INSTRUCTIONS FOR THE TASK:
Reproduce every line of the material below word for word, in the same order.

DATA:
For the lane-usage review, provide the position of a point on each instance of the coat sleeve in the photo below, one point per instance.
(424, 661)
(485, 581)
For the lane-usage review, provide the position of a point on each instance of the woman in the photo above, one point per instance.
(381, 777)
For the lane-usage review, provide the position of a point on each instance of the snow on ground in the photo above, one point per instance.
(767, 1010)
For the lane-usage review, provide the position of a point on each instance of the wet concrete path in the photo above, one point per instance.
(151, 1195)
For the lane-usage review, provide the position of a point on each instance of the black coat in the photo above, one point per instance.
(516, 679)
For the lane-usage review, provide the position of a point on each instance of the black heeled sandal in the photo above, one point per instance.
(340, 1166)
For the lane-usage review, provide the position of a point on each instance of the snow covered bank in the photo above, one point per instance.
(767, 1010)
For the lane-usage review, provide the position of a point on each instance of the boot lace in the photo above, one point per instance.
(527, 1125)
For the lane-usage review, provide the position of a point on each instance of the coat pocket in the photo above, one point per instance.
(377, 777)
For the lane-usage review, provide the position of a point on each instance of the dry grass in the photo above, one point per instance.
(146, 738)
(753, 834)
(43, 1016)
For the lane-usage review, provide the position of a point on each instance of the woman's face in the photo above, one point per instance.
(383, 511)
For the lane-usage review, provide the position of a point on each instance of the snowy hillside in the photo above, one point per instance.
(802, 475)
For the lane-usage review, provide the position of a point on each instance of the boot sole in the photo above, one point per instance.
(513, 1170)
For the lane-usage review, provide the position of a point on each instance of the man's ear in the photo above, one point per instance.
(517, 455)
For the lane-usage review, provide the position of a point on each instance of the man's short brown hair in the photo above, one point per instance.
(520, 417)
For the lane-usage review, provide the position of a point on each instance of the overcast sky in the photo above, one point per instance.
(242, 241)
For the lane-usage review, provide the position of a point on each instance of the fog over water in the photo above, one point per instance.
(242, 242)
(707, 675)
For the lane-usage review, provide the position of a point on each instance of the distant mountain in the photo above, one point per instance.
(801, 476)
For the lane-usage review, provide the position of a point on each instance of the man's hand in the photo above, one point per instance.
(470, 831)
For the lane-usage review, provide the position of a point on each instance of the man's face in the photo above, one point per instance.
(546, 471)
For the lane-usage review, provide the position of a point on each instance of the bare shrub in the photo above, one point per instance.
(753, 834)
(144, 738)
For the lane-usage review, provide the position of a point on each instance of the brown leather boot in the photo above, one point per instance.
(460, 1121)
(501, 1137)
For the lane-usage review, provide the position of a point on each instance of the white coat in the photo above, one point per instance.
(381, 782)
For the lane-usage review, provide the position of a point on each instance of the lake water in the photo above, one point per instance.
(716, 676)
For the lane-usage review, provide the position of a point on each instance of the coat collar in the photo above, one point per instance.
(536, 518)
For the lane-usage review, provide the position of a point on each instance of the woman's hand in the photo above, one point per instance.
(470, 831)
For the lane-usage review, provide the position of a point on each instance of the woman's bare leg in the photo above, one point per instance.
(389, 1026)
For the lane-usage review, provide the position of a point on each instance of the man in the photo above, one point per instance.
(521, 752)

SOLVED PROBLEM:
For the lane-usage review, provide the position of a point on each instance of the coat sleeve in the photo below, one point per instance.
(424, 661)
(485, 581)
For the lane-usage review, provide the position of a point on each instance of the woman in the photo above, one point per instance.
(381, 777)
For the lane-usage review, provide the position of a point on each instance of the snow on ground in the photo above, one point per instance.
(767, 1010)
For the lane-usage review, provide the position of a point on each instance of the wet concrete path in the photo above, one point per instance.
(151, 1195)
For the lane-usage review, provide the position of a point on each instance of the black coat in the photo above, one point per instance.
(516, 679)
For the lane-usage review, provide the position of a point on each instance of the black heeled sandal in the photo above, one point per instance.
(340, 1166)
For the lane-usage review, provide the position of a point on each instance of the snow covered bank in the photo above, one point per instance.
(767, 1010)
For the lane-usage review, provide the position of a point on each instance of the boot lace in the photo above, one point per instance.
(527, 1125)
For the lane-usage review, provide the position of a point on each instance of the coat pocket in the photo above, one point per instance.
(377, 777)
For the lane-usage review, provide the position of a point on each instance of the dry grass in the photo above, one point per instance.
(146, 738)
(753, 834)
(43, 1016)
For the lane-usage review, provide the position of a point on each instance of the woman's face in the photo above, one point per instance.
(383, 511)
For the lane-usage review, provide the position of a point on each instance of the snowy hillside in the photo above, one point per instance.
(802, 475)
For the lane-usage review, provide the position of a point on each instance of the boot sole in the photo above, one point per instance.
(513, 1170)
For the lane-usage review, provide the position of a point on each instance of the man's ear in the photo above, one point per instance.
(517, 455)
For the lane-usage review, provide the position of a point on each instance of the man's short brown hair in the photo above, one point per instance.
(520, 417)
For the lane-usage review, provide the position of a point on each instance of the overcast sky in the photo above, one point per instance.
(242, 241)
For the lane-usage review, provide the position of a point on each instance of the fog over water in the photo above, one point per instance.
(242, 242)
(707, 675)
For the lane-usage review, provide the position of a point on each instance of the distant mountain in the photo above, one point per instance.
(801, 476)
For the lane-usage review, provide the position of a point on each instance of the man's hand in the photo above, one point per instance.
(470, 831)
For the lane-usage review, provide the position of a point on each instance of the man's face in the photo above, one point per instance.
(546, 471)
For the lane-usage review, provide the position of a point on each instance of the bare shrub in the photo above, one point per instance.
(753, 834)
(144, 738)
For the lane-usage review, provide the position of a point on each instance of the brown leather boot in the photo above, one point per instance.
(460, 1121)
(501, 1137)
For the lane-usage review, provide the position of a point on each instance of the white coat in the photo above, one point per instance.
(381, 782)
For the lane-usage review, provide the position of a point on each instance of the lake water in the photo above, one point per instance.
(716, 676)
For the lane-usage review, provide the position of a point on each instance of the coat collar in the photo above, one point per instance.
(536, 518)
For the lane-usage review, provide the position of a point on each instance of the woman's hand in the photo above, one point per instance.
(470, 831)
For the lane-usage review, provide the position of a point on each instance of the woman's bare leg in the photo above, one point per instance.
(389, 1026)
For the lane-usage review, provide the position of a point on each instance of the man in the photo above, one point per instance.
(521, 752)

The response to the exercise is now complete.